I was chatting with an artist friend the other day whose career is taking off. I complimented her by saying she’d done everything right over the years in terms of following all the steps to achieving her desired career and being patient with the process. She said something to the effect that it wasn’t hard to be patient when she knew she would someday be where she wanted to be. She believed that. She never questioned whether she was worthy of the dream, she just leaned into doing the work that would get her there, the work that she loved.
That’s the difference between those who stick it out in the arts (or any field) and those who don’t. We often trivialize success by saying, “the ones who make it are the ones who don’t give up.” But we never ask why they didn’t give up. What keeps them believing, as my friend did, in themselves and their dreams even when there are setbacks, even when it seems to be taking forever?
In the early days of my career, there were so many times I could have given up. Times I thought about it even, but never did. I’d fantasized about writing a book since the fifth grade and had been lucky enough to stumble across a great idea for a novel while still in college. I did many things right in the beginning – I read books on writing, subscribed to writing magazines, joined a writer’s group – but my first five or six attempts at the book failed. My writer’s group kindly confirmed that.
In that early stage, I could have taken the internal and external criticism and decided I wasn’t good enough to write. That even though I’d tried my best, I lacked the proper talent. Instead, I decided I still wasn’t ready. That something was still missing. So, I stepped back and spent a few years writing short stories and personal essays to find my voice. Once I’d done that, I was able to return to the novel, and it finally came together.

---

[Task instructions]: Copy the essay word for word, starting at "I was chatting" and ending at "that she loved.".

[Referring expression data]
---

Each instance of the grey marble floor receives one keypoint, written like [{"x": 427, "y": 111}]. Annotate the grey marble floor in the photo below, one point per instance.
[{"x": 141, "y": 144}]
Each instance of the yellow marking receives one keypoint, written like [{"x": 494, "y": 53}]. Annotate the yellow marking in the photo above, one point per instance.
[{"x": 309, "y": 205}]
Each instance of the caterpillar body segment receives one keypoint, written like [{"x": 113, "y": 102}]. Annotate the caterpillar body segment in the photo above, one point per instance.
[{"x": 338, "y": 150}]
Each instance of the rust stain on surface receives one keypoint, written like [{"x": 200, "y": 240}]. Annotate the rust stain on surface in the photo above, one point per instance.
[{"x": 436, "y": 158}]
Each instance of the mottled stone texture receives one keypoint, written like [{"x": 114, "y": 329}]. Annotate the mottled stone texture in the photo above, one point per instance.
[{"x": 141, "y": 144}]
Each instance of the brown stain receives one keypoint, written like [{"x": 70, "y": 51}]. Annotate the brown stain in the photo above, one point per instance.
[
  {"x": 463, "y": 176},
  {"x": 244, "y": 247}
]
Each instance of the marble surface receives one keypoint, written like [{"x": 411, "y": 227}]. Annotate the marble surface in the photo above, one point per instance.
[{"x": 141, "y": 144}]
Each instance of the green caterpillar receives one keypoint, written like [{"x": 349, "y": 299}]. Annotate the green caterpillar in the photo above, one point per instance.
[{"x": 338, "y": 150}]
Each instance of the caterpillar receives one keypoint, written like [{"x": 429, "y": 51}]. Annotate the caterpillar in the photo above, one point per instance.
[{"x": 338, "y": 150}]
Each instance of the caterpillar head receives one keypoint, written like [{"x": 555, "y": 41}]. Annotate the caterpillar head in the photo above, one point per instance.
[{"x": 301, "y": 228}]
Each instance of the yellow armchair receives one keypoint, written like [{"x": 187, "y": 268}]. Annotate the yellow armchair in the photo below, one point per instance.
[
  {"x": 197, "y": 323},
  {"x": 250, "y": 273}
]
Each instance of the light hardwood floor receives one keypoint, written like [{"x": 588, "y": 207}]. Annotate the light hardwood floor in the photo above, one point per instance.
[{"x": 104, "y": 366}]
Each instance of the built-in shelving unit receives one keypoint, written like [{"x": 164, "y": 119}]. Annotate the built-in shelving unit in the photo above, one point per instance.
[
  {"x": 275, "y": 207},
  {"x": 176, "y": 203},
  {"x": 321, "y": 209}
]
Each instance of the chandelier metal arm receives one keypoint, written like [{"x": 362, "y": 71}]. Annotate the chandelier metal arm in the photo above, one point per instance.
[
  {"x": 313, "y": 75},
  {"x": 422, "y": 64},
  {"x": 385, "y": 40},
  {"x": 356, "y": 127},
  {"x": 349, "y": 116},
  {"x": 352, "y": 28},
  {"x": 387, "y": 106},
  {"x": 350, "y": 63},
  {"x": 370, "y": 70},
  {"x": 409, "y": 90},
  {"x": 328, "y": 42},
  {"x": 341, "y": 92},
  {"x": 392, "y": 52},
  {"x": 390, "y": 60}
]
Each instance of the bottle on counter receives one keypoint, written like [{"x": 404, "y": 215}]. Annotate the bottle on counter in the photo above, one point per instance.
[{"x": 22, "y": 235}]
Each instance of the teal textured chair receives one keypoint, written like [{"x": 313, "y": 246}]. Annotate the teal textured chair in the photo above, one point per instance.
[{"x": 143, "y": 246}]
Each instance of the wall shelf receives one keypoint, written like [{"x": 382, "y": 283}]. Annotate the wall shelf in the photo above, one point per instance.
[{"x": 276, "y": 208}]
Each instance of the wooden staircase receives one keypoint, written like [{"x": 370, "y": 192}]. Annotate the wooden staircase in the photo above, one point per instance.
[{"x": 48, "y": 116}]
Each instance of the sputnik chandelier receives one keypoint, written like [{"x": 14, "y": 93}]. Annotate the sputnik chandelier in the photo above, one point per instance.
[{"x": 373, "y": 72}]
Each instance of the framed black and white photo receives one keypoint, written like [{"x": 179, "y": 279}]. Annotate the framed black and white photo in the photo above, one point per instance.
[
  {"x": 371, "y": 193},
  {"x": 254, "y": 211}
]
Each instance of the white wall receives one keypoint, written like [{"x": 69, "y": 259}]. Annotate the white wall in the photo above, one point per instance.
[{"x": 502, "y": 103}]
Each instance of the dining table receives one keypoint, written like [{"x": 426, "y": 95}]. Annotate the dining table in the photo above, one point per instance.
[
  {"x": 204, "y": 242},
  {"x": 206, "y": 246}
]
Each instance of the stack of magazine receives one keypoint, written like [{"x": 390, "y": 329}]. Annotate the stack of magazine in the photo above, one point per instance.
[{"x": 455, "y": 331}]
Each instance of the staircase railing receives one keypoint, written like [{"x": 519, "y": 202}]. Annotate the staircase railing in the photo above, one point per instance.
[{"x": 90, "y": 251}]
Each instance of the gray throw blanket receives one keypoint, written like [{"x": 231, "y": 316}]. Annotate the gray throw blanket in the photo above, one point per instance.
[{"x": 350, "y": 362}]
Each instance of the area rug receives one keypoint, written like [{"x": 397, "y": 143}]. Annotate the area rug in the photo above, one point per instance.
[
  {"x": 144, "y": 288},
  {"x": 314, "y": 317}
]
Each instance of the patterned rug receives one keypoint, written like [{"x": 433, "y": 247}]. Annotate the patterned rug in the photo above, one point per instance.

---

[Result of this task]:
I was chatting with an artist friend the other day whose career is taking off. I complimented her by saying she’d done everything right over the years in terms of following all the steps to achieving her desired career and being patient with the process. She said something to the effect that it wasn’t hard to be patient when she knew she would someday be where she wanted to be. She believed that. She never questioned whether she was worthy of the dream, she just leaned into doing the work that would get her there, the work that she loved.